▶ BRIEF
State how many lines of the material below contain the string "right". Give only the number.

▶ DATA ROWS
____________

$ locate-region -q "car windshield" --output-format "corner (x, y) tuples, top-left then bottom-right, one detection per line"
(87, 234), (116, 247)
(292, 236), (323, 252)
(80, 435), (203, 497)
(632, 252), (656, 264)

____________

▶ PROBLEM SOLUTION
1